(Directive)
Reproduce the data below verbatim from the line containing "Return a point for each instance of the wooden staircase" through its final line, and produce nothing more.

— START Recorded information —

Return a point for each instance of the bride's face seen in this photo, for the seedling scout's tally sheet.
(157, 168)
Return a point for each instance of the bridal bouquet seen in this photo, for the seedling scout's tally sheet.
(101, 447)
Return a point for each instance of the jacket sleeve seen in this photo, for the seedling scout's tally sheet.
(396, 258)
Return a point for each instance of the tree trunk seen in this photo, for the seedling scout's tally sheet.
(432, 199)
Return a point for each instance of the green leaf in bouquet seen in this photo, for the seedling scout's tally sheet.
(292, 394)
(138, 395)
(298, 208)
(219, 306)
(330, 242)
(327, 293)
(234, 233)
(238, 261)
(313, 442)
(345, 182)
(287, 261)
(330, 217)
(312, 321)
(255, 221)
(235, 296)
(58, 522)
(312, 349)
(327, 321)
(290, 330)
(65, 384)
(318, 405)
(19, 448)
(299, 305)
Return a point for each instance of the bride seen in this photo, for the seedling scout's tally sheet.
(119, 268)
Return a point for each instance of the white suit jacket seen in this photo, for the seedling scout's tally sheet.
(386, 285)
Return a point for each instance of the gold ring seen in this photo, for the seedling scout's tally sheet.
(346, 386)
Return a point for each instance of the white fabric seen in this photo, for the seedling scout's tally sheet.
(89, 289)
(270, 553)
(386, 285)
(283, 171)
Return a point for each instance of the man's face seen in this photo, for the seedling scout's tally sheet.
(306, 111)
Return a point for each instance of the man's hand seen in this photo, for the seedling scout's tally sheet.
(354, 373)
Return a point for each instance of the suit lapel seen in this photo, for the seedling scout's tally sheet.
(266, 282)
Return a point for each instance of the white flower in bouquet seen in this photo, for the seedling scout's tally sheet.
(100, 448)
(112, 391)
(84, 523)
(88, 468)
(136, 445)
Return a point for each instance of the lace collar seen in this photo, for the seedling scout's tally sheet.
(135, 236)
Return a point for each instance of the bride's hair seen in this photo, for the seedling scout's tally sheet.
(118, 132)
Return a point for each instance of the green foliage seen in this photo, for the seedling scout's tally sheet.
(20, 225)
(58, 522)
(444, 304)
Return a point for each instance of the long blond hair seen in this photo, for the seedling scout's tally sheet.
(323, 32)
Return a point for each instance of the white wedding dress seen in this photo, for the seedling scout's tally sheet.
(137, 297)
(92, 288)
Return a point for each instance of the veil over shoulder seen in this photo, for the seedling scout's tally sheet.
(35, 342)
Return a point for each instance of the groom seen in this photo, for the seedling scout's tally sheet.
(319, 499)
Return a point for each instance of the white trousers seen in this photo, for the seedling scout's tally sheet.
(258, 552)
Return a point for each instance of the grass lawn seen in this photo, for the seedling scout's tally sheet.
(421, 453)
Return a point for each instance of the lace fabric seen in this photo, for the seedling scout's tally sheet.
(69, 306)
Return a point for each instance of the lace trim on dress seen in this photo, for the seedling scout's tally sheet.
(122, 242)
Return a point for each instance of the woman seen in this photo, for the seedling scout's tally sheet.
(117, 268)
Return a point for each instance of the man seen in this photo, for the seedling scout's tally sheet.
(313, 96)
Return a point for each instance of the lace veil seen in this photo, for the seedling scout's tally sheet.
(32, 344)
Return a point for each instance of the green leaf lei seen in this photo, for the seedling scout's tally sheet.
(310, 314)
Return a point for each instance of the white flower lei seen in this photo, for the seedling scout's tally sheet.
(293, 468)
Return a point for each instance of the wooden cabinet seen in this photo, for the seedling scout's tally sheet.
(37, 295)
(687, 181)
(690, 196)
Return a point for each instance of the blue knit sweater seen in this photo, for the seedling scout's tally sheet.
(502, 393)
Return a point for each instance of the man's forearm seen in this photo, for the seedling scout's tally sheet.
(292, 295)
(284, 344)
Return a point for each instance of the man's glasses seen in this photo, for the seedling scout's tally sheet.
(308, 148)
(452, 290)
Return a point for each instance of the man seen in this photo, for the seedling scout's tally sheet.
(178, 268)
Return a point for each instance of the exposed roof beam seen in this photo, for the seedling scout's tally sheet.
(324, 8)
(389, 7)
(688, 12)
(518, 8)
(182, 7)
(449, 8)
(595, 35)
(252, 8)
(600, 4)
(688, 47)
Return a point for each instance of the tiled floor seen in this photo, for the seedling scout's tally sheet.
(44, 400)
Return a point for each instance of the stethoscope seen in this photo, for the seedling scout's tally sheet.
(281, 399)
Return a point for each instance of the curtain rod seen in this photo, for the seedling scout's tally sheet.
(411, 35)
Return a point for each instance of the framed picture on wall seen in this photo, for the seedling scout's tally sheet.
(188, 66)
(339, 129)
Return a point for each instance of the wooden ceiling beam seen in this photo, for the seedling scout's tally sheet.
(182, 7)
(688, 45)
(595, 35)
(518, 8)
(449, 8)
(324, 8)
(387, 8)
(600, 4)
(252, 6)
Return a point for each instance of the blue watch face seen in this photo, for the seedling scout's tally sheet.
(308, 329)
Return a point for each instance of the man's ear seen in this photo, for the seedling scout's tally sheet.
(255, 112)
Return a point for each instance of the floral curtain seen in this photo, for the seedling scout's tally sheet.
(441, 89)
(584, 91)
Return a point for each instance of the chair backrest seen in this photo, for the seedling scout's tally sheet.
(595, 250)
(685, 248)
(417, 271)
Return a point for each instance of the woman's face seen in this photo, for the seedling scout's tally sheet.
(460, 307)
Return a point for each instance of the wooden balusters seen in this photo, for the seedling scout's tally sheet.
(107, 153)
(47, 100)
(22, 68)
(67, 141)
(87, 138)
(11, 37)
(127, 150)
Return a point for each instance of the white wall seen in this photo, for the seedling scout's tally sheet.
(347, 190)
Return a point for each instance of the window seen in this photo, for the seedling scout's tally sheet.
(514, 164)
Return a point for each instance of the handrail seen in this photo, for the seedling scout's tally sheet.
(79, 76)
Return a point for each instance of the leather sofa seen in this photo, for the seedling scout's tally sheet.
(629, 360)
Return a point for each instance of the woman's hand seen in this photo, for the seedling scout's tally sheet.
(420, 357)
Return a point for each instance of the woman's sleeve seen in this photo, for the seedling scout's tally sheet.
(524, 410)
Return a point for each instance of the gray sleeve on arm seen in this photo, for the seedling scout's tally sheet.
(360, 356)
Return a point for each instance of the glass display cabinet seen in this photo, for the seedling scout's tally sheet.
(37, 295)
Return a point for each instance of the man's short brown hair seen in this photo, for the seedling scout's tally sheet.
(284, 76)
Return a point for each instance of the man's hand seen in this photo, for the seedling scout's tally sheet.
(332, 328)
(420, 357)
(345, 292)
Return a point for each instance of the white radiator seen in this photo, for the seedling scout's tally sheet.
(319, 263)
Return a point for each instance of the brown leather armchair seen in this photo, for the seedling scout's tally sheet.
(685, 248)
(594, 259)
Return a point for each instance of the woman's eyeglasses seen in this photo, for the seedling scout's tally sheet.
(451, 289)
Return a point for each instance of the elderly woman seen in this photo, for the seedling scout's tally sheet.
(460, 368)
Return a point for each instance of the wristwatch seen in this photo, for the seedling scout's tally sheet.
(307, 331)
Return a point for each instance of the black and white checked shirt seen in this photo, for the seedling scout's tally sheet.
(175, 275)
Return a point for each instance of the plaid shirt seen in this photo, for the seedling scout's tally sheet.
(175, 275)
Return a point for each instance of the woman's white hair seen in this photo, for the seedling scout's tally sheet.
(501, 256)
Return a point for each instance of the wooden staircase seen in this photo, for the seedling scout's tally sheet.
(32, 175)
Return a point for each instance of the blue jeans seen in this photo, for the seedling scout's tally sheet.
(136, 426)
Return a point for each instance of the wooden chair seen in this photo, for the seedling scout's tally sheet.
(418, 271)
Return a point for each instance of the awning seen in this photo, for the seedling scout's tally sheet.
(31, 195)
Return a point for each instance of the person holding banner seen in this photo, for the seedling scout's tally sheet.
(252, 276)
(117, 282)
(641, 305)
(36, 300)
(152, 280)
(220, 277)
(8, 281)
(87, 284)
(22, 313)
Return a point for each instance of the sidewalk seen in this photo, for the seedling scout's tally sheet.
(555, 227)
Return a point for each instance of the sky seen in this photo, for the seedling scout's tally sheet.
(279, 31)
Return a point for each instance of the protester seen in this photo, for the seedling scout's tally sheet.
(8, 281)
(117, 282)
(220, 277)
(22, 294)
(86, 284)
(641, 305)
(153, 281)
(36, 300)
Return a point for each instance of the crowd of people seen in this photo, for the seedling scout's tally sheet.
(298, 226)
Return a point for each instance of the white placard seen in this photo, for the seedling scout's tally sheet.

— END Recorded information —

(Answer to this problem)
Return a point for each instance of the wooden staircase seen in this photo, for the seedling scout's tally sheet.
(32, 175)
Return a point for each instance of the blue jeans seen in this photo, for the seedling scout's tally sheet.
(136, 426)
Return a point for each instance of the wooden chair seen in this photo, for the seedling scout's tally sheet.
(418, 271)
Return a point for each instance of the awning seen in this photo, for the seedling scout's tally sheet.
(31, 195)
Return a point for each instance of the person holding banner seen in this photo, for the seedling scout's tally sheet.
(252, 276)
(117, 282)
(641, 305)
(36, 300)
(152, 280)
(220, 277)
(8, 281)
(87, 284)
(22, 313)
Return a point for each instance of the sidewalk seen in this photo, for the seedling scout's tally sheet.
(555, 227)
Return a point for each instance of the sky seen in this photo, for the seedling scout's tally sheet.
(279, 31)
Return a point for each instance of the protester seen in this photo, for the seedling scout's tally sheet.
(8, 281)
(117, 282)
(220, 277)
(22, 294)
(86, 284)
(641, 305)
(153, 281)
(36, 300)
Return a point for each instance of the crowd of people seen in this photo, for the seedling scout's tally sheet.
(298, 226)
Return a point for each instance of the white placard seen in this photo, for the seedling scout's tally sheet.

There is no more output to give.